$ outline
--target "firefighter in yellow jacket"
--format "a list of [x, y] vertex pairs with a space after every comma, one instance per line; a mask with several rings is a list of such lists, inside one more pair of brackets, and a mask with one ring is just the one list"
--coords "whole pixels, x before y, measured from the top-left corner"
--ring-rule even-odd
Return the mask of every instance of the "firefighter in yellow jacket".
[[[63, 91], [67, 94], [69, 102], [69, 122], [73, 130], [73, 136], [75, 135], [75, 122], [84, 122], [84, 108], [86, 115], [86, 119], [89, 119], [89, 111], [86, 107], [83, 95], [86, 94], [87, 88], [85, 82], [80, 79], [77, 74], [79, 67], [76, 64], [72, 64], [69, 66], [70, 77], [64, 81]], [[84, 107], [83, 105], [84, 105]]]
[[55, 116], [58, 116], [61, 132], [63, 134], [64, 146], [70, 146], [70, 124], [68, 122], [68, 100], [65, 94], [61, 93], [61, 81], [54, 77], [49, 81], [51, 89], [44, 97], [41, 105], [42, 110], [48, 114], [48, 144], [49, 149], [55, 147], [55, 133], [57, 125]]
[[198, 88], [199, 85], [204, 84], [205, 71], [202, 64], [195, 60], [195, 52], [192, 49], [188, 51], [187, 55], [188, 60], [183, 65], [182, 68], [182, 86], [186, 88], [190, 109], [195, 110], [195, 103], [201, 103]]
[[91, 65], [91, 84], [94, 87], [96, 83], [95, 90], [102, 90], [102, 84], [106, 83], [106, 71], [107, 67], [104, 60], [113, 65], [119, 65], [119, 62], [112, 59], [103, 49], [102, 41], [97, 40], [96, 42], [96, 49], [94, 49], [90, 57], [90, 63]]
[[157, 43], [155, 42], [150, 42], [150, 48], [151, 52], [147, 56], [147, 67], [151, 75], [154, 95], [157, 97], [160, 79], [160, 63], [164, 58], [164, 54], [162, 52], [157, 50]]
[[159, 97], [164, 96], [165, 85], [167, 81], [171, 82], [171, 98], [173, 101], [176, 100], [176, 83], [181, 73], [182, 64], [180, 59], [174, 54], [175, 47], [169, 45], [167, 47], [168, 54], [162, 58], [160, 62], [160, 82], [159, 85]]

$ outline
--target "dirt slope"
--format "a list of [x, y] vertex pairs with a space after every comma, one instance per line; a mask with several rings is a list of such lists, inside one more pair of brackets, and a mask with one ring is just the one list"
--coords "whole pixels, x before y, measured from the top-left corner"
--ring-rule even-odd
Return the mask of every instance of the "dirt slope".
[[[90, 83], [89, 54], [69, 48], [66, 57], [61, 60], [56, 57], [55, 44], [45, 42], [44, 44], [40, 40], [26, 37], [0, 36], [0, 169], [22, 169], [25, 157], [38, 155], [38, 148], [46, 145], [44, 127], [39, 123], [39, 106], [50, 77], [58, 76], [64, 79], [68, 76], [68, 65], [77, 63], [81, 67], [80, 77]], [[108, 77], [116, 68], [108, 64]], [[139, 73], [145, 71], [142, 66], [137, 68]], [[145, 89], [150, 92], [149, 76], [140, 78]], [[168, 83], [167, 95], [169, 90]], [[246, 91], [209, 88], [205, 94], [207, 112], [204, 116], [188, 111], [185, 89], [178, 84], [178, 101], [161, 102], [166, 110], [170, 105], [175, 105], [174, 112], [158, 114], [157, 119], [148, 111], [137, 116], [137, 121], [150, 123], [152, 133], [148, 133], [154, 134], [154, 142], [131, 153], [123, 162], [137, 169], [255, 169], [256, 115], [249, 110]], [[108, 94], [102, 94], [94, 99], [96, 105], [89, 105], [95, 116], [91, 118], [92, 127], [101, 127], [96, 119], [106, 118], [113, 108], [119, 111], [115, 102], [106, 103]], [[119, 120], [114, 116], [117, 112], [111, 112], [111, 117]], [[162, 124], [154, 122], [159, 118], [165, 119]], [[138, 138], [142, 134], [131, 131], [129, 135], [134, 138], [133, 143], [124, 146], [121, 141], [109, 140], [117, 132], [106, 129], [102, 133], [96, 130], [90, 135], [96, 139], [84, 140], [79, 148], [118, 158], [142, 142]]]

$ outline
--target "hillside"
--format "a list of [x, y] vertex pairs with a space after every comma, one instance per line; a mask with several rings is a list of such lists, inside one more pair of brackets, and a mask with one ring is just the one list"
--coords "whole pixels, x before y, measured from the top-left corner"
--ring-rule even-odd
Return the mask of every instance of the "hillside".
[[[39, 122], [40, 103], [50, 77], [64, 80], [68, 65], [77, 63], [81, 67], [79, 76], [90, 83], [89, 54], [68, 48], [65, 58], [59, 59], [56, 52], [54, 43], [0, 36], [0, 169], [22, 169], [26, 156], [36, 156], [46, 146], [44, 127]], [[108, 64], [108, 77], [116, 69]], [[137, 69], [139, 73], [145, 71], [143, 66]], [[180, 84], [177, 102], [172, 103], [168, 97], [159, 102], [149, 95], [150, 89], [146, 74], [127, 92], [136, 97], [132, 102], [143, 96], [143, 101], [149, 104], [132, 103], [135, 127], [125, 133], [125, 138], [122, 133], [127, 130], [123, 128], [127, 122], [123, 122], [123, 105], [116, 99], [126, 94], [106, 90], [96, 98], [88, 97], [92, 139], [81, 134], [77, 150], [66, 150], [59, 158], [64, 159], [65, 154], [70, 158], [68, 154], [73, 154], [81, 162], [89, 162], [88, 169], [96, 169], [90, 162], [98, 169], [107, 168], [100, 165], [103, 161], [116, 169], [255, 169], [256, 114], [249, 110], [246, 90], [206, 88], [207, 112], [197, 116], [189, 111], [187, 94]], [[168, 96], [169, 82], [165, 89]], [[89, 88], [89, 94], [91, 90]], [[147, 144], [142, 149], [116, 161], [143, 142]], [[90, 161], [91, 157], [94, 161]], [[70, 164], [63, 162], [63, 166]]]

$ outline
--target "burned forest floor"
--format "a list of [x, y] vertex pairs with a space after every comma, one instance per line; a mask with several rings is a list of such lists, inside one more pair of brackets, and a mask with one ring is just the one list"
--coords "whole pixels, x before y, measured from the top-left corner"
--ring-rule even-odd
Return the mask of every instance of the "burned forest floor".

Problem to solve >> Reproduce all of the material above word for word, with no changes.

Right answer >>
$ outline
--target "firefighter in yellow jacket"
--format "a list of [x, y] vertex pairs with a space after every comma, one instance per line; a mask with several rings is a list of such lists, inside one more pair of brackets, and a mask with one ring is just the one list"
--coords "whole pixels, x before y, measured from the top-left corner"
--ring-rule even-odd
Return the mask of every instance of the "firefighter in yellow jacket".
[[[63, 91], [67, 94], [69, 102], [69, 122], [73, 130], [73, 136], [75, 135], [75, 122], [84, 122], [84, 108], [86, 115], [86, 119], [89, 119], [89, 111], [86, 107], [83, 95], [86, 94], [87, 88], [85, 82], [80, 79], [77, 74], [79, 67], [76, 64], [72, 64], [69, 66], [70, 77], [64, 81]], [[84, 107], [83, 105], [84, 105]]]
[[55, 116], [58, 116], [61, 132], [63, 134], [64, 146], [70, 146], [70, 124], [68, 122], [68, 100], [65, 94], [61, 93], [61, 81], [54, 77], [49, 81], [51, 89], [44, 97], [41, 105], [42, 110], [48, 114], [48, 144], [49, 149], [55, 147], [55, 133], [57, 125]]
[[198, 88], [199, 85], [204, 84], [205, 71], [202, 64], [195, 60], [195, 52], [192, 49], [188, 51], [187, 55], [188, 60], [183, 65], [182, 68], [182, 86], [186, 88], [190, 109], [195, 110], [195, 103], [201, 103]]
[[91, 65], [91, 84], [94, 87], [96, 83], [95, 90], [102, 90], [102, 84], [106, 83], [106, 71], [107, 67], [104, 60], [113, 65], [119, 65], [119, 62], [112, 59], [103, 49], [102, 41], [97, 40], [96, 42], [96, 49], [94, 49], [90, 57], [90, 63]]
[[157, 43], [155, 42], [150, 42], [150, 48], [151, 52], [147, 56], [147, 67], [151, 75], [154, 95], [157, 97], [160, 79], [160, 63], [164, 58], [164, 54], [162, 52], [157, 50]]
[[159, 97], [164, 96], [165, 85], [167, 81], [171, 82], [171, 98], [173, 101], [176, 100], [176, 83], [181, 73], [182, 64], [180, 59], [174, 54], [175, 47], [169, 45], [167, 47], [168, 54], [162, 58], [160, 62], [160, 82], [159, 85]]

$ outline
--target "dirt slope"
--format "a list of [x, y] vertex pairs with a space after every comma, one instance per line; a mask with several rings is a list of such lists, inside one more pair of brackets, and a mask with one ring is just the one list"
--coords "whole pixels, x before y, measured from the top-left corner"
--ring-rule even-odd
Return the mask of every instance of the "dirt slope".
[[[90, 83], [89, 54], [69, 48], [66, 57], [61, 60], [56, 57], [55, 44], [45, 42], [44, 44], [40, 40], [26, 37], [0, 36], [0, 169], [22, 169], [25, 157], [38, 155], [38, 148], [46, 145], [44, 127], [39, 123], [39, 106], [50, 77], [58, 76], [64, 79], [68, 76], [68, 65], [77, 63], [81, 67], [80, 77]], [[108, 77], [116, 68], [108, 64]], [[139, 73], [145, 71], [142, 66], [137, 68]], [[145, 89], [150, 92], [149, 76], [140, 78]], [[168, 83], [167, 95], [169, 90]], [[246, 91], [209, 88], [205, 94], [207, 112], [204, 116], [188, 111], [185, 89], [178, 84], [178, 101], [161, 102], [166, 110], [170, 105], [175, 105], [174, 112], [158, 114], [157, 119], [148, 111], [137, 116], [137, 121], [150, 123], [152, 133], [148, 133], [154, 134], [154, 142], [131, 153], [123, 162], [137, 169], [255, 169], [256, 115], [249, 110]], [[108, 94], [102, 94], [94, 99], [96, 105], [89, 105], [95, 116], [91, 118], [92, 127], [101, 127], [96, 119], [106, 118], [113, 108], [119, 111], [115, 102], [106, 103]], [[119, 120], [114, 116], [117, 112], [111, 112], [111, 117]], [[162, 124], [154, 122], [159, 118], [165, 119]], [[138, 138], [142, 134], [131, 131], [129, 135], [134, 138], [133, 143], [124, 146], [121, 141], [109, 140], [117, 132], [106, 129], [102, 133], [96, 130], [90, 135], [96, 139], [84, 140], [79, 148], [118, 158], [142, 142]]]

$ outline
--target "hillside"
--format "a list of [x, y] vertex pairs with a space after every comma, one instance per line; a mask with several rings is a list of such lists, inside one more pair of brackets, and a mask with one ring is just the one list"
--coords "whole pixels, x before y, measured from the top-left corner"
--ring-rule even-odd
Return the mask of every instance of the "hillside".
[[[39, 122], [40, 103], [50, 77], [64, 80], [68, 65], [77, 63], [81, 67], [79, 76], [90, 83], [89, 54], [68, 48], [65, 58], [59, 59], [56, 52], [54, 43], [0, 36], [0, 169], [22, 169], [26, 156], [36, 156], [46, 146], [44, 127]], [[108, 64], [108, 77], [116, 69]], [[137, 69], [139, 73], [145, 71], [143, 66]], [[180, 84], [177, 102], [172, 103], [168, 97], [159, 102], [149, 95], [150, 89], [146, 74], [127, 92], [136, 97], [132, 102], [143, 96], [143, 101], [149, 104], [132, 103], [135, 127], [125, 133], [125, 138], [122, 133], [127, 130], [123, 128], [127, 122], [123, 122], [123, 105], [116, 99], [126, 94], [106, 90], [96, 98], [88, 97], [92, 139], [81, 134], [77, 150], [66, 150], [59, 158], [64, 159], [65, 154], [70, 158], [68, 154], [73, 154], [81, 162], [89, 162], [88, 169], [96, 169], [90, 162], [98, 169], [107, 168], [100, 165], [103, 161], [116, 169], [255, 169], [256, 114], [249, 110], [246, 90], [206, 88], [207, 112], [197, 116], [189, 111], [187, 94]], [[168, 96], [169, 82], [165, 89]], [[89, 88], [89, 94], [91, 90]], [[147, 144], [142, 149], [116, 161], [143, 142]], [[90, 161], [91, 157], [94, 161]], [[70, 164], [63, 162], [63, 166]]]

$ outline
--target "burned forest floor"
--format "a list of [x, y] vertex pairs with a space after every comma, one instance per line; a mask with several rings is a list of such lists, inside one more pair of brackets, and a mask with one ring is just the one list"
--coords "whole pixels, x before y, measured from the top-left corner"
--ring-rule even-odd
Return the mask of every instance of the "burned forest floor".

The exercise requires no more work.